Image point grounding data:
- - - - - - -
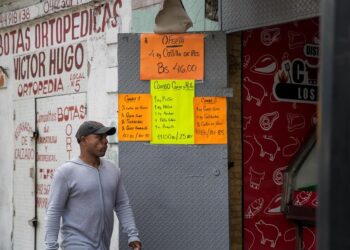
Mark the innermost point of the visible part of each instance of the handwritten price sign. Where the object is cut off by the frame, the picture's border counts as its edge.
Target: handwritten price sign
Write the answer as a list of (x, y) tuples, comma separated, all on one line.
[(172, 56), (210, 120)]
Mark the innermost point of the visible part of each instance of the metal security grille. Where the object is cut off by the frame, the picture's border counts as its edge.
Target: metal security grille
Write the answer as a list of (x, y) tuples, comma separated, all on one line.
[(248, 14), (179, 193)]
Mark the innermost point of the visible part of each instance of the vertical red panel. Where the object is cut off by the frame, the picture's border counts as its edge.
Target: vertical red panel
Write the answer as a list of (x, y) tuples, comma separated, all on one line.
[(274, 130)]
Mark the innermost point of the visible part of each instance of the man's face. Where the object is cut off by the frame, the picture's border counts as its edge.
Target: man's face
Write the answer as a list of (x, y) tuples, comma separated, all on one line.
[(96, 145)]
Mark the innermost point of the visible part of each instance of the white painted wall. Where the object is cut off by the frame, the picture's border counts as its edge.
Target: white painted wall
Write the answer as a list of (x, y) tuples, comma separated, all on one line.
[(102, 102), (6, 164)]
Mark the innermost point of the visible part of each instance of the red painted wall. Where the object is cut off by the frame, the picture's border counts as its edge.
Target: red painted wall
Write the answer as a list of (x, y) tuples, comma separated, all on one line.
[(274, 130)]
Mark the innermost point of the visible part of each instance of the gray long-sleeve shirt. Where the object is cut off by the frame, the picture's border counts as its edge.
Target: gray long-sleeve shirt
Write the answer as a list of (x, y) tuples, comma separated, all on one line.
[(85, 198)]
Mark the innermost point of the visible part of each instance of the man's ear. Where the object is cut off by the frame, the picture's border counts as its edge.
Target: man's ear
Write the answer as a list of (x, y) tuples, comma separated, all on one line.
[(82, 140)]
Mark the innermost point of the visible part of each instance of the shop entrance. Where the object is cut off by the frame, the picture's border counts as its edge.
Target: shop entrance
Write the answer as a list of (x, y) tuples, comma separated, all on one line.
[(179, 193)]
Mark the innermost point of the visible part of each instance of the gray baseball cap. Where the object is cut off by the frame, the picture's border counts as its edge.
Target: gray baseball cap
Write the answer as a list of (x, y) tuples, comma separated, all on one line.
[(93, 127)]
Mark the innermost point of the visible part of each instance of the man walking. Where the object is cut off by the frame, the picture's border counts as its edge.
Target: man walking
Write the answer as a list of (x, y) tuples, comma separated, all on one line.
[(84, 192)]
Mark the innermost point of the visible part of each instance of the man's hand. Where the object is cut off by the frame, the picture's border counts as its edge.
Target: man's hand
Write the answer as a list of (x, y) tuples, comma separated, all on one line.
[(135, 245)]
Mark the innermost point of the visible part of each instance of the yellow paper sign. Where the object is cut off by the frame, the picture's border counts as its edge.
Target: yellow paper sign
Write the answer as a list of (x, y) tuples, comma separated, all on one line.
- - - - - - -
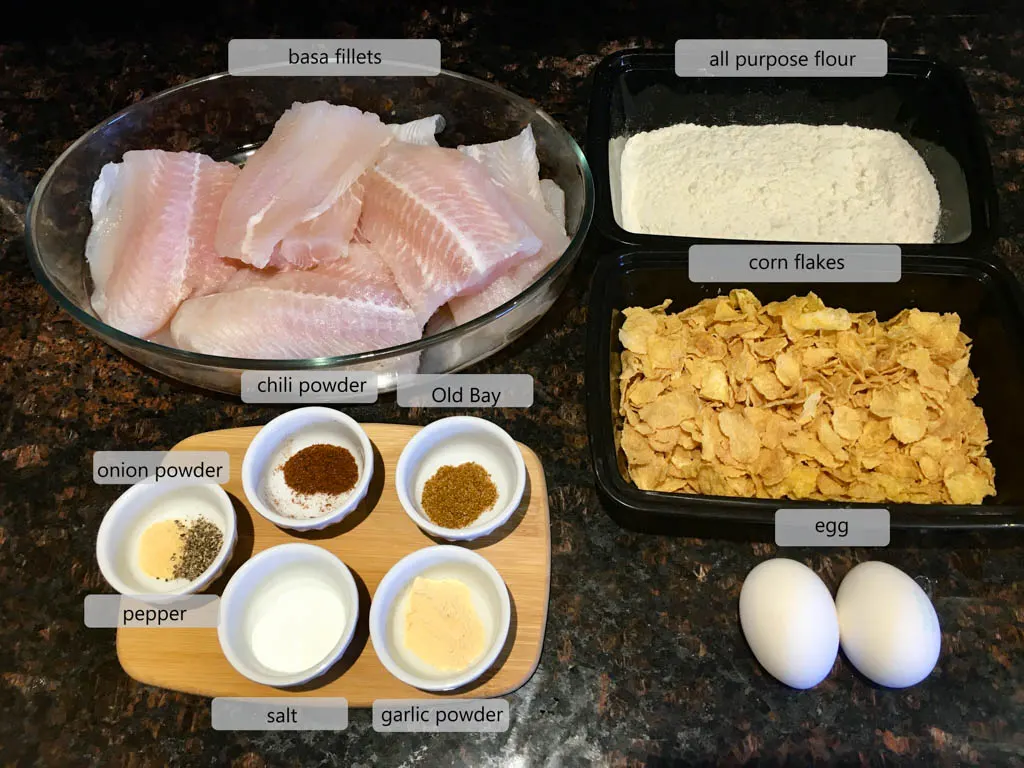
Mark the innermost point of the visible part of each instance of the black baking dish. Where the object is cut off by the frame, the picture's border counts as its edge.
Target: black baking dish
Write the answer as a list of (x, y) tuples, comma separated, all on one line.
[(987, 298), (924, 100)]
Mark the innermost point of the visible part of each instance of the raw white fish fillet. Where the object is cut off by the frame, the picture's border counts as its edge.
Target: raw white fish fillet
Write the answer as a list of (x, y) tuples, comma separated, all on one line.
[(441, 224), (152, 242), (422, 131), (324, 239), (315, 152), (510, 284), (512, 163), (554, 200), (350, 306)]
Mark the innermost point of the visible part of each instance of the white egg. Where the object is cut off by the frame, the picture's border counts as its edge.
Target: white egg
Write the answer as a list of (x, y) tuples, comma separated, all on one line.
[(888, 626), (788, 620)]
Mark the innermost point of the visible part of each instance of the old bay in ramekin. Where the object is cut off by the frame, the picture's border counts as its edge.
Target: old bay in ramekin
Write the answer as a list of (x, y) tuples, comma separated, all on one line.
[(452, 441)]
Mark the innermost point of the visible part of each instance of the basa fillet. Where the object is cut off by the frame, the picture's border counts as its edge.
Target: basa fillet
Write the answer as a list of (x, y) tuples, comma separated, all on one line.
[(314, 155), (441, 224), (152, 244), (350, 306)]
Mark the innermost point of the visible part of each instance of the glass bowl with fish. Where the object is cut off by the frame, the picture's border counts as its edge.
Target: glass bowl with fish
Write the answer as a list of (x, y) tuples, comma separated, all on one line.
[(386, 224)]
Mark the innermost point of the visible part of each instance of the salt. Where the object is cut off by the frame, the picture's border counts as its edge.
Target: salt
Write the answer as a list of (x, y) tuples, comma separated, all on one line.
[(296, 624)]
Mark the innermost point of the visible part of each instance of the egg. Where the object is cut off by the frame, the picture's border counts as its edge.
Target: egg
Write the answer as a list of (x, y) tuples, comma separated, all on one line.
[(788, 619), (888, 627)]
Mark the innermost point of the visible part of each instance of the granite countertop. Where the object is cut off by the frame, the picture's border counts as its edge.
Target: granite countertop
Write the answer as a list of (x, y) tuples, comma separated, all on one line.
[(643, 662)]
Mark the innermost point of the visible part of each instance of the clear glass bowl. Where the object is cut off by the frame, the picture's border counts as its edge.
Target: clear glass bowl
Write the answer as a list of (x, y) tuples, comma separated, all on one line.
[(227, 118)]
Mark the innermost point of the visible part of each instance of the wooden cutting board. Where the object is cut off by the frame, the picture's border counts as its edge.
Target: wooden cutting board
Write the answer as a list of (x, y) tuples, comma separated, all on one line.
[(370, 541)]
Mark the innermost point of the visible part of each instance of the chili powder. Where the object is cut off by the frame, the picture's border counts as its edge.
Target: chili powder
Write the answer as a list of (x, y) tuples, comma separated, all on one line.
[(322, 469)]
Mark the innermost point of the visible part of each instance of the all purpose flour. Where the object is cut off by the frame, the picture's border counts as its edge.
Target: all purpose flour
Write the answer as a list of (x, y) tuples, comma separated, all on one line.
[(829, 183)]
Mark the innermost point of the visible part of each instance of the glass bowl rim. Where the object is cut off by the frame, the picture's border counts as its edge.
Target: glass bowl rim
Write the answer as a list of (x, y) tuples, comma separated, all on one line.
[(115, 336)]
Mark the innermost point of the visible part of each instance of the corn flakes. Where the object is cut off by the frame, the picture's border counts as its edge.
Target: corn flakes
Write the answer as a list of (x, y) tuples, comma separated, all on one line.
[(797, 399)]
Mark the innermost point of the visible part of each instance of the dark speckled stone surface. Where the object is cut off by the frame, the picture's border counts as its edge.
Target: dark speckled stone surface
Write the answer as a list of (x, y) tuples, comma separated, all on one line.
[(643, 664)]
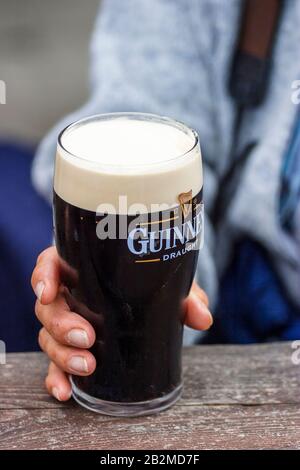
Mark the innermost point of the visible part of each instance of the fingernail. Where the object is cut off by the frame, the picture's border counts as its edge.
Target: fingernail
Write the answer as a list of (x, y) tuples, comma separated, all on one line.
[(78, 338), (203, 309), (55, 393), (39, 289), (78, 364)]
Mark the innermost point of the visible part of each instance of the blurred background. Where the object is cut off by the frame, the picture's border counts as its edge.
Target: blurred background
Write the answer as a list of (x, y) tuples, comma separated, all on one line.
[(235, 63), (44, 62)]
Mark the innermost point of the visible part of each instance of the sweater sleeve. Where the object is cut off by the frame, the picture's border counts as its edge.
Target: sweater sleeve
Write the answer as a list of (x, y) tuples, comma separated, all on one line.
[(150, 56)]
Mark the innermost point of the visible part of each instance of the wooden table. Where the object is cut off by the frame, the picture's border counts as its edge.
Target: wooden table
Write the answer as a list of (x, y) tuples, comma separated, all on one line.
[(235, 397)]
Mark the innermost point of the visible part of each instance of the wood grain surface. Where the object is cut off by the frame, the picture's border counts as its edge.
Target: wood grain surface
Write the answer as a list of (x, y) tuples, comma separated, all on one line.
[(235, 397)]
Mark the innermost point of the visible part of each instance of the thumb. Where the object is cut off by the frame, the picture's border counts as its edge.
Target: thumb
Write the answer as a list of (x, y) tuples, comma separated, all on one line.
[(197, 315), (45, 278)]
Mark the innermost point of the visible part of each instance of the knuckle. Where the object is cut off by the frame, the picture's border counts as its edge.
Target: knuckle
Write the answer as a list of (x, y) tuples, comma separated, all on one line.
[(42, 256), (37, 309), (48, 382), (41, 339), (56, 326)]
- - - - - - -
Copy only this part of the entries above: the line with "of the handwritten", the line with "of the vertical", and the lines between, all exactly as written.

Mark the innermost point of the visible part of each instance of the handwritten price sign. Where the object is cut off by the frame, the picture's border counts as its edge.
Target: handwritten price sign
Write the answer as a list of (x, y) tuples, comma separated, all on one line.
[(172, 56), (210, 120)]
Mark the innermost point of the visible part of each instance of the metal security grille. Where the object is cut off by the frame, the picture's border counts as its edge.
Target: metal security grille
Write the answer as a list of (x, y) tuples, comma separated, all on one line.
[(248, 14), (179, 193)]
Mark the innermost point of the visible part of each instance of the vertical red panel. Where the object is cut off by the frame, the picture's border counts as its edge.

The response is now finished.